GOAL. How many lines in the records below contain the word "front"? Reply with the number alone.

Location identification records.

■ ■ ■ ■ ■

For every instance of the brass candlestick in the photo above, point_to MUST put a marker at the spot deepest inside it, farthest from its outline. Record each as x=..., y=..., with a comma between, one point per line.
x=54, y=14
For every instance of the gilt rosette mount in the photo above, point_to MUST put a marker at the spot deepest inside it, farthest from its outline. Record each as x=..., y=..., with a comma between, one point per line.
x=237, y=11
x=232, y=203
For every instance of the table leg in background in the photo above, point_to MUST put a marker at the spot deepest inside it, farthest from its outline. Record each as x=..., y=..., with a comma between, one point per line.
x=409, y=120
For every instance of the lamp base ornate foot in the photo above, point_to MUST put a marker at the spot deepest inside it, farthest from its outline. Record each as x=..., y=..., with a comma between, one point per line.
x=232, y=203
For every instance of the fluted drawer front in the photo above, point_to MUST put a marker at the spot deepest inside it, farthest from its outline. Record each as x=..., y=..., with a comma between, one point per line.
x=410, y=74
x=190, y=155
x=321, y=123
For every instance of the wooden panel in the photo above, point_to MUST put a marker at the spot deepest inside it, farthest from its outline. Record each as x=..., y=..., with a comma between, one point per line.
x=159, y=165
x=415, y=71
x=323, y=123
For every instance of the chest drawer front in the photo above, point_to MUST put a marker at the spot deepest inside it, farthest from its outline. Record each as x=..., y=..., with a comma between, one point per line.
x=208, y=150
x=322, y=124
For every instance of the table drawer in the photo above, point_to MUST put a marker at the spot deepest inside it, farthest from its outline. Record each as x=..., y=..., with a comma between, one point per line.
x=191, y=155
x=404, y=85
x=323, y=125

■ ■ ■ ■ ■

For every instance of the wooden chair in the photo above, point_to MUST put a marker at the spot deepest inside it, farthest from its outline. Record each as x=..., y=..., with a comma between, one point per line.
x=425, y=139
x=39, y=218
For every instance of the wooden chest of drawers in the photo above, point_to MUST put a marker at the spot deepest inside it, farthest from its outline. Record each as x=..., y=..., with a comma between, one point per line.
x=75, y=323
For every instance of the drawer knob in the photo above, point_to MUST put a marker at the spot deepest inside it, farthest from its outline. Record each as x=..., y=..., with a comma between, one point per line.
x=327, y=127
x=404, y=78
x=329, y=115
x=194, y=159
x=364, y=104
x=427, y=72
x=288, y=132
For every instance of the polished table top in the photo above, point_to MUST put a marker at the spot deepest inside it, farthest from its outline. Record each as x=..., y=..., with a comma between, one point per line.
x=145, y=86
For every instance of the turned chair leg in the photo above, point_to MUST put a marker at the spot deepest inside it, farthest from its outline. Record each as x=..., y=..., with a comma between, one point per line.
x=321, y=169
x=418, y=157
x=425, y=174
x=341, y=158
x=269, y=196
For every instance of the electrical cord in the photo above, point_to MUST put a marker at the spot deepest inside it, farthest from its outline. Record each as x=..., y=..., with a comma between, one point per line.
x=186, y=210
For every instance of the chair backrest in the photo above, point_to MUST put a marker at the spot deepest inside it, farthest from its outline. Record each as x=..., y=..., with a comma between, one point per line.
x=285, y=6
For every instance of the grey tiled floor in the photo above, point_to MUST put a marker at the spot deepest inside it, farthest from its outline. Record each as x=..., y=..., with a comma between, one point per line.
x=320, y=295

■ ■ ■ ■ ■

CORRECT ANSWER. 2